Problem to solve: The material below must be restated exactly, line by line.

Record excerpts:
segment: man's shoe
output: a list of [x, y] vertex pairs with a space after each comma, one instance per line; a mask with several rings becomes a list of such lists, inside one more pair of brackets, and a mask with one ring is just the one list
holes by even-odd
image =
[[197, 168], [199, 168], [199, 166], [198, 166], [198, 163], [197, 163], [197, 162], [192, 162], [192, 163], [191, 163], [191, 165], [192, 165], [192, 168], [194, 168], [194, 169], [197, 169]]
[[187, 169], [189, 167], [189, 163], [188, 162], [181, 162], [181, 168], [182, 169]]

Answer for the task:
segment: man's shoe
output: a list of [x, y] vertex pairs with a space after each comma, one instance per line; a mask with several rings becomes a list of such lists, inside one more pair of brackets, and a mask with one ring is just the one list
holes by even-odd
image =
[[197, 168], [199, 168], [199, 166], [198, 166], [198, 163], [197, 163], [197, 162], [192, 162], [192, 163], [191, 163], [191, 165], [192, 165], [192, 168], [194, 168], [194, 169], [197, 169]]
[[187, 169], [189, 167], [189, 163], [188, 162], [181, 162], [181, 168], [182, 169]]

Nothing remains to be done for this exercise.